* START Provided entries *

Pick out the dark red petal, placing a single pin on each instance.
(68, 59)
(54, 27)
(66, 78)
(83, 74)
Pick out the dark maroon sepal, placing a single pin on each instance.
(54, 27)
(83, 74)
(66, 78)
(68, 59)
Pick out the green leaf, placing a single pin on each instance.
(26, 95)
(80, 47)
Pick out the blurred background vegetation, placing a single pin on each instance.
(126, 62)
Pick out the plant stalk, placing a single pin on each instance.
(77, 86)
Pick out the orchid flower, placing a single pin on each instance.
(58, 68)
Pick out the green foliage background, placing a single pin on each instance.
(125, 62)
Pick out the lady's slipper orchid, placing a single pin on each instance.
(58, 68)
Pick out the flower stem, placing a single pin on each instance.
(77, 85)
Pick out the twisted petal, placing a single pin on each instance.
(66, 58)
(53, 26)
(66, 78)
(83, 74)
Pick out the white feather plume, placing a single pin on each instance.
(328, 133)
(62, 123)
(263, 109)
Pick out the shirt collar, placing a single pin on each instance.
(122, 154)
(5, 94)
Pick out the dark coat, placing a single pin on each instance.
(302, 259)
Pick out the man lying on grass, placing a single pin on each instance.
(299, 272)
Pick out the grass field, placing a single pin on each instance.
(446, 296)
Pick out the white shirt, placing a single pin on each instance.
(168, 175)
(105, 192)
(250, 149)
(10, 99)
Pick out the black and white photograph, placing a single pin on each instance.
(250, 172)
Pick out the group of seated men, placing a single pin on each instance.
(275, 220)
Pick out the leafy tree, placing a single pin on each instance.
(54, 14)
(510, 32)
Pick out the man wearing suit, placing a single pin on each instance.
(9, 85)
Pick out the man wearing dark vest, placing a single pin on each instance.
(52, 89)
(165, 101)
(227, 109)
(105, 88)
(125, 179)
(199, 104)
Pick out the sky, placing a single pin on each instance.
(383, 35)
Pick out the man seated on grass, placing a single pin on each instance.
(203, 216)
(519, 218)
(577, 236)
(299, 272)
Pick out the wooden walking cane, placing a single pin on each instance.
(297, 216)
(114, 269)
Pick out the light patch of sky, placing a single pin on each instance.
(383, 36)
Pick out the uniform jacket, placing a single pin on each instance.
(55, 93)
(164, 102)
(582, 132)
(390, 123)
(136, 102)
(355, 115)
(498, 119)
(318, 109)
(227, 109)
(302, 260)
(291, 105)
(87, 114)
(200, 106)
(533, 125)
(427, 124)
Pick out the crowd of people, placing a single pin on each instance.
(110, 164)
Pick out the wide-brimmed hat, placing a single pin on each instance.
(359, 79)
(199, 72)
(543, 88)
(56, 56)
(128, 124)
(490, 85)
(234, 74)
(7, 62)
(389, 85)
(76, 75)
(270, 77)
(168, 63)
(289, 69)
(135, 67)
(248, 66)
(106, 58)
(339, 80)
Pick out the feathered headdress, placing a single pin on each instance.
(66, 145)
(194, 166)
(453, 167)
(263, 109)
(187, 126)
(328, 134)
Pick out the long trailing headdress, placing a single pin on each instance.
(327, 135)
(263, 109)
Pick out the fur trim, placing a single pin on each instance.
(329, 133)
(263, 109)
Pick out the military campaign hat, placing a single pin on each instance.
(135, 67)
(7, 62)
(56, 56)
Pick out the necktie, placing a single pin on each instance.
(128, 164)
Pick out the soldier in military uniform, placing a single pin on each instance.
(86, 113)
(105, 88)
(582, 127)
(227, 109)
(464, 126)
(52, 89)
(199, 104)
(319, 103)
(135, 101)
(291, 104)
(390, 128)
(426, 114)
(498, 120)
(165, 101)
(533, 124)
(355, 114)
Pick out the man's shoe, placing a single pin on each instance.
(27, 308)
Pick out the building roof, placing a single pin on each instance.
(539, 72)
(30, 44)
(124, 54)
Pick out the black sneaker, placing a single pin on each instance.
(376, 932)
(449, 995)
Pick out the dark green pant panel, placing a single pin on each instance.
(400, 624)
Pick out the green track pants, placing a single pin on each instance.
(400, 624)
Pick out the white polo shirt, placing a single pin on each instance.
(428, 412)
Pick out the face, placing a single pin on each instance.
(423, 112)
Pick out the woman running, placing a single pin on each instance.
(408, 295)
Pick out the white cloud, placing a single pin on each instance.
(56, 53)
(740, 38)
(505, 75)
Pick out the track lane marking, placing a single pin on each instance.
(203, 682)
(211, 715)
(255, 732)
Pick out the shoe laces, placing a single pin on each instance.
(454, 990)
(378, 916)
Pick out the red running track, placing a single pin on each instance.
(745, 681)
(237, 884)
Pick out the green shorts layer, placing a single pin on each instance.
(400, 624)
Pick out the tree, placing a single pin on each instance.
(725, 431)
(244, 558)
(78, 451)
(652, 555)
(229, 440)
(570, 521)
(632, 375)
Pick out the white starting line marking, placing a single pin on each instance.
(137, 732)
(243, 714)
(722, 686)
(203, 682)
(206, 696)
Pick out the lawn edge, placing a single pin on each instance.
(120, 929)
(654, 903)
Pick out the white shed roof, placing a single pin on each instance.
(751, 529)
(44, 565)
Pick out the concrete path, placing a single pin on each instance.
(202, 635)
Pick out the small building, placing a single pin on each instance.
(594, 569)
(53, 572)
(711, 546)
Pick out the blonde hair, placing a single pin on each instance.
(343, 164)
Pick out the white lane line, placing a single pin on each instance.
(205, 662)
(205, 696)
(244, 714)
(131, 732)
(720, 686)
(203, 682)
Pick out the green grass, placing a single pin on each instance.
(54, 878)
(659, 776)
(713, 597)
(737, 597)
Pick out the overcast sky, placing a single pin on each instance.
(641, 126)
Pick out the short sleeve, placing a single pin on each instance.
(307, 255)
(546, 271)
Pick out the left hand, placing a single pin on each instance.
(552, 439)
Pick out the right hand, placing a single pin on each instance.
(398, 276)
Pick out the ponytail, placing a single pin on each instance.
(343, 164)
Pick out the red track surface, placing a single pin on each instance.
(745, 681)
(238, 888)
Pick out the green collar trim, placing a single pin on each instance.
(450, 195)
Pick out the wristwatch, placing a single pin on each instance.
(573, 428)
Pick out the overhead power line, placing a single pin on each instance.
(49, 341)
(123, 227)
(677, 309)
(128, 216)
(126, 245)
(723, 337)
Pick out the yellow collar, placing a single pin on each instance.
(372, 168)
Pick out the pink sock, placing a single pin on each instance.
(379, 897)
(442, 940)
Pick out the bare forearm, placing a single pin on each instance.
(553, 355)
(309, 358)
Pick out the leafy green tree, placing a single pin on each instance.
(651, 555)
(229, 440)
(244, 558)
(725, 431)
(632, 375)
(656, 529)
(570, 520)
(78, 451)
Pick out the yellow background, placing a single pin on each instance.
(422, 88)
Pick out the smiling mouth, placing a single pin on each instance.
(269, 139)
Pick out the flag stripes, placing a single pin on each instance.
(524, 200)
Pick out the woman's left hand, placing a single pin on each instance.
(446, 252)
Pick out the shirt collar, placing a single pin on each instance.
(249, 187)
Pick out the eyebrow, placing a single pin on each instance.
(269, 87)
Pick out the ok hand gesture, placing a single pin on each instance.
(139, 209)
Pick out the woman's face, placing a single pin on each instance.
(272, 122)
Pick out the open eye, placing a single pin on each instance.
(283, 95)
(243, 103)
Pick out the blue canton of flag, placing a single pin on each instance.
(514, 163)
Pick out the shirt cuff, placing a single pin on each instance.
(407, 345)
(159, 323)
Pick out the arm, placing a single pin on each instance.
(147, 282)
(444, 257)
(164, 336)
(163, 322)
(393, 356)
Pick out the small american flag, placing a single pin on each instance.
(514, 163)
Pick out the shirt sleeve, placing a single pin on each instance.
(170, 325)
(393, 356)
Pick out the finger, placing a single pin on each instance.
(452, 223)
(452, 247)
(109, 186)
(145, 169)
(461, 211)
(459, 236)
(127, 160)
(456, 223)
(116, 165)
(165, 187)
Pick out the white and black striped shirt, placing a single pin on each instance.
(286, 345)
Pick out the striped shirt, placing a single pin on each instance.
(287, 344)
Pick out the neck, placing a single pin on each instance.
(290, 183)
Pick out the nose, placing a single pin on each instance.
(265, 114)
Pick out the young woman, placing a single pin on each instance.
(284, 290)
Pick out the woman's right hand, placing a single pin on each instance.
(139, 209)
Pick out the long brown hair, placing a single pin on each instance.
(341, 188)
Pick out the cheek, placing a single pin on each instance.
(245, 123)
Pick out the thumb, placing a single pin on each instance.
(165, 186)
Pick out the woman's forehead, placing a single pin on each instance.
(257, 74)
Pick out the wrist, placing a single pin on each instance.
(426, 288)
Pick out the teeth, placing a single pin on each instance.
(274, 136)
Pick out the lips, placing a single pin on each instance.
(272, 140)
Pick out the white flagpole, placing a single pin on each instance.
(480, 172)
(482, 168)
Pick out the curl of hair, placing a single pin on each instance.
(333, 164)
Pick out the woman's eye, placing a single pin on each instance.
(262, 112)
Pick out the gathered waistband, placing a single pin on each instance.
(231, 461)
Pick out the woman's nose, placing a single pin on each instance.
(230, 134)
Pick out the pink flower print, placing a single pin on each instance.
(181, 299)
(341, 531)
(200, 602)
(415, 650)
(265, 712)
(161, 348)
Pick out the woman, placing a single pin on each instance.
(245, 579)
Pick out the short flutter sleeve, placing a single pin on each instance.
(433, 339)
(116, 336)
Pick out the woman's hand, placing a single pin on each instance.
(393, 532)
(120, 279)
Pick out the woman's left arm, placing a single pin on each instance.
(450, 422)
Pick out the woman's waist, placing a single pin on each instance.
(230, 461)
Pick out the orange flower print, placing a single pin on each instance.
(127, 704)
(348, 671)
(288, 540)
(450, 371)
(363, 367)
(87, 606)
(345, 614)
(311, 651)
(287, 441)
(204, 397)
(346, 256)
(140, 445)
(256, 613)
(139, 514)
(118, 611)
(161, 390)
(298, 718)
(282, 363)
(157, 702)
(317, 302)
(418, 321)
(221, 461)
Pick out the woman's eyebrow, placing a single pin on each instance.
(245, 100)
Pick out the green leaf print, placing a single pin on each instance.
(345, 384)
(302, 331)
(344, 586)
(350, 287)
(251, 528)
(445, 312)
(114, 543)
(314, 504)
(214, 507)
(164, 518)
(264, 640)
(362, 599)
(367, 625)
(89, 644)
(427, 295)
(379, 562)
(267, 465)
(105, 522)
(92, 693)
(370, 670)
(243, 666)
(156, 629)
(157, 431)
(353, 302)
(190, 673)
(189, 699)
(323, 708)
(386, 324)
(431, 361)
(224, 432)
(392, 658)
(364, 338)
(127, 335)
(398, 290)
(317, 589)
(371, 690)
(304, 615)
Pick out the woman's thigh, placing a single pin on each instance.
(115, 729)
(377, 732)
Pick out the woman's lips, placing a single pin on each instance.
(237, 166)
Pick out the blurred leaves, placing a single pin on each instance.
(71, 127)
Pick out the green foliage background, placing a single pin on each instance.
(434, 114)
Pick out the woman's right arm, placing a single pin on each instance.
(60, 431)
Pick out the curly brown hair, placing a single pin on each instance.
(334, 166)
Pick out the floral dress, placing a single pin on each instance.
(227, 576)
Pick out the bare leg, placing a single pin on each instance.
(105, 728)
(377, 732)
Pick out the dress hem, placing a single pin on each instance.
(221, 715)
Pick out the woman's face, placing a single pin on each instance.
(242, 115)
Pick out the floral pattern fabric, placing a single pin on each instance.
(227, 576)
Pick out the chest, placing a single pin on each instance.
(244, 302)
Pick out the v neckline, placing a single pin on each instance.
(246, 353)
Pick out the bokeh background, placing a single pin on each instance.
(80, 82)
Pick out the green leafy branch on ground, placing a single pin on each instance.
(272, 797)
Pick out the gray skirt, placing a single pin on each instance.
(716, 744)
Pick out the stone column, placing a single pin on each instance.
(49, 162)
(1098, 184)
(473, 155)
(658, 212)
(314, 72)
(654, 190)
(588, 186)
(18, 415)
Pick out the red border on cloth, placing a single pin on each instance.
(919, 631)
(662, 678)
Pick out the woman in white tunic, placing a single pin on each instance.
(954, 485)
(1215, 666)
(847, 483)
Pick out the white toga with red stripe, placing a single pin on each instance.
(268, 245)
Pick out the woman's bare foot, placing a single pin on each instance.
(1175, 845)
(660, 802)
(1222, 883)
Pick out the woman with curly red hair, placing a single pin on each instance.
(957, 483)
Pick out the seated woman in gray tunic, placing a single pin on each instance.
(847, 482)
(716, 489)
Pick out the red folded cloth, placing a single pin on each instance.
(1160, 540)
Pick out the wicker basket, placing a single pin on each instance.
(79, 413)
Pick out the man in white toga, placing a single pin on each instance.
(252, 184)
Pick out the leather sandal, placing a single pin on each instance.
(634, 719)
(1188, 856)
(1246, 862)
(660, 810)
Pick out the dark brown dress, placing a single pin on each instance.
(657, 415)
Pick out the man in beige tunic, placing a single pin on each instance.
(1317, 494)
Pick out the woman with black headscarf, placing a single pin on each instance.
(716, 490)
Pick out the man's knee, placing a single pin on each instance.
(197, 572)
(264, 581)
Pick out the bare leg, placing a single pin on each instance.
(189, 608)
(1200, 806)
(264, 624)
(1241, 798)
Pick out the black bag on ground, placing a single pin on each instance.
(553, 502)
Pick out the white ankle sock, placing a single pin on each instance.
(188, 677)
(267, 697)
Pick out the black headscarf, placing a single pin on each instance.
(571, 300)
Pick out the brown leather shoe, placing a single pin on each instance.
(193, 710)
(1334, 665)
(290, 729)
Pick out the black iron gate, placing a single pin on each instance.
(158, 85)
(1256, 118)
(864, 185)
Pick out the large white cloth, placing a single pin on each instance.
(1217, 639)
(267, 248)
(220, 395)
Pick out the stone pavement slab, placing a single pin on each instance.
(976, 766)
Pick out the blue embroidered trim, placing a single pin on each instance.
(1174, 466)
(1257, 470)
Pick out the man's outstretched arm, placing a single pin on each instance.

* END Provided entries *

# Problem to work on
Repeat, without change, each line of the data above from the one that contains "Pick out the black bag" through the final line, counting both.

# Exercise solution
Pick out the black bag on ground, placing a single pin on each instance.
(553, 502)
Pick out the white ankle sock, placing a single pin on each instance.
(188, 677)
(267, 697)
Pick out the black headscarf, placing a single pin on each instance.
(571, 300)
Pick out the brown leather shoe, placing a single pin on each instance.
(193, 710)
(1334, 665)
(290, 729)
Pick out the black iron gate, placing a single pin on each instance.
(158, 85)
(1256, 118)
(864, 185)
Pick out the large white cloth, placing a single pin on each instance.
(1217, 639)
(267, 248)
(220, 395)
Pick out the stone pavement slab, placing a single pin on each instance.
(976, 766)
Pick out the blue embroidered trim, placing a single pin on each instance.
(1174, 466)
(1257, 470)
Pick out the man's outstretched arm, placing a single pin on each instance.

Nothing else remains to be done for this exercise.